### Problem details
Can you reproduce every one of the rows below word for word, with nothing changed?
-*-*-
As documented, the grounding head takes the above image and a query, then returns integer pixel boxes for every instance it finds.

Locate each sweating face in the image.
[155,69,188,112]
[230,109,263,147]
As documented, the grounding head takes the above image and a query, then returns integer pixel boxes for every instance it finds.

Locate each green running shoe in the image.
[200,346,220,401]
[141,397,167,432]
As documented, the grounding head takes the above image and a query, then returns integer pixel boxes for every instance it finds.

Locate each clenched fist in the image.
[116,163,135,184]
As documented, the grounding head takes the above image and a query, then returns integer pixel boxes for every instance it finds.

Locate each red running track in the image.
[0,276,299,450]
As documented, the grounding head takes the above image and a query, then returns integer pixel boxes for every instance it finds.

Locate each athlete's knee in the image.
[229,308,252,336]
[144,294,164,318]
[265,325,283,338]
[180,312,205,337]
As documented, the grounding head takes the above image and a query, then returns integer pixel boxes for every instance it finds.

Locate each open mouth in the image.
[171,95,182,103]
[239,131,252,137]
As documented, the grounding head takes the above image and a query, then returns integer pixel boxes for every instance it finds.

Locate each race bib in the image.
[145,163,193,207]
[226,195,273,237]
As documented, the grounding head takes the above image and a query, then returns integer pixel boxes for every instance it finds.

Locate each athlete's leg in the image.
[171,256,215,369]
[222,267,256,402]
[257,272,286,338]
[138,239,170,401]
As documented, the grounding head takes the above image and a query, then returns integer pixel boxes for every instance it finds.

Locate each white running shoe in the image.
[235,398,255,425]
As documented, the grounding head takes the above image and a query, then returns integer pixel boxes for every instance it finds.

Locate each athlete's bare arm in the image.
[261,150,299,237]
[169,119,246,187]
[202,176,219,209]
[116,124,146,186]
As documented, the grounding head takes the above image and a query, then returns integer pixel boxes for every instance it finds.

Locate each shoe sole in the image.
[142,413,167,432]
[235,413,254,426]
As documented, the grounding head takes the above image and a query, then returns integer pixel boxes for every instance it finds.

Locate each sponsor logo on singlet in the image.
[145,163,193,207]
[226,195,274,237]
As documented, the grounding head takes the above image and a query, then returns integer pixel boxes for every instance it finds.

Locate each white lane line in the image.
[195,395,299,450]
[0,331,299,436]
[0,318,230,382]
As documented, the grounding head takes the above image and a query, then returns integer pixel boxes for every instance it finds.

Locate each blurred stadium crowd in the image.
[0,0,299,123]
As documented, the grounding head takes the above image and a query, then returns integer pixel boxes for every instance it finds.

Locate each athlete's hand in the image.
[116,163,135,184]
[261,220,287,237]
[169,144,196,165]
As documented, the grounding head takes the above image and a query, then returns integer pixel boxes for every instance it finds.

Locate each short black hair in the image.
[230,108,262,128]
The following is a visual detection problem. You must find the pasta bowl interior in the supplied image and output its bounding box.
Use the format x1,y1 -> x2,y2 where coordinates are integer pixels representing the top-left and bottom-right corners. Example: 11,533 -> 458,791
-*-*-
### Right answer
As documented, the grounding head takes the above image and a query, then returns integer pixel boxes for every instance it finds.

Locate each sweating face in the image.
[155,69,188,112]
[230,109,263,147]
As documented, the grounding head takes the above image and a query, then returns integer pixel boxes for every instance it finds.

Locate each green running shoe in the image.
[200,346,220,401]
[141,397,167,432]
As documented, the grounding head takes the above image and a query, then returns integer pixel boxes for every instance it finds.

Locate each clenched fist in the image.
[116,163,135,184]
As documented, the grounding head takes the above image and a query, then returns integer pixel boxes for every instance it finds.

Locate each red running track in the image.
[0,276,299,450]
As documented, the grounding head takes the above image and a query, then returns integer pixel boxes for every instance it finds.

Locate each athlete's knee in the image.
[229,308,252,336]
[144,294,164,318]
[265,325,283,338]
[180,312,205,337]
As documented, the grounding head takes the above image and a query, then returns integer pixel boxes for every instance it finds.

Locate each open mouth in the image.
[171,95,182,103]
[239,131,252,137]
As documented, the grounding head takes the above image and a query, then returns integer pixel boxes for every instance it finds.

Locate each race bib in the image.
[145,163,193,207]
[226,195,273,237]
As documented, the grounding head takes the above image and a query, then returns integer pixel boxes for every instance it finds.

Locate each athlete's leg in the image.
[171,256,215,369]
[222,267,256,402]
[257,272,286,338]
[138,239,170,401]
As documented, the grounding head takes the above image and a query, then returns integer pixel boxes for every instance it finds.

Locate each white running shoe in the image.
[235,398,255,425]
As documented, the grounding head takes the above image and a query, then returns integer pixel boxes for every instance it finds.

Locate each athlete's bare arm in the image.
[261,150,299,237]
[169,119,246,187]
[202,176,219,209]
[116,124,146,186]
As documented, the grounding head takes the above image and a query, then returns integer pixel boxes for every instance it finds.

Locate each shoe sole in the image.
[142,413,167,432]
[235,413,254,426]
As documented, the grounding head takes the above image and a query, then returns integer pixel boxes for every instance it finds.

Locate each sponsor logo on singlet in the image.
[145,163,193,207]
[226,195,274,237]
As documented, the grounding head takes the above image and a query, then returns integer pixel boxes for every instance it finds.

Locate each white lane line in the image.
[195,395,299,450]
[0,331,299,436]
[0,318,230,382]
As documented, the grounding head takes the above image and a query, then returns integer pixel boxes for every instance it finds.

Locate each blurred stadium crowd in the image.
[0,0,299,123]
As documented, the grounding head takes the above image and a query, then returns integer pixel boxes for every instance it finds.

Locate each athlete's hand in the image.
[116,163,135,184]
[261,220,287,237]
[169,144,196,165]
As documented, the grounding head takes the above image and a query, then returns integer pixel boxes for every instance it finds.

Locate each short black hair in the image.
[230,108,262,128]
The following is a visual detection problem. You must find the pasta bowl interior in the supplied image and output its bounding box.
Use the format x1,y1 -> x2,y2 where coordinates are integer pixels representing the top-left and bottom-right corners. Example: 11,533 -> 458,791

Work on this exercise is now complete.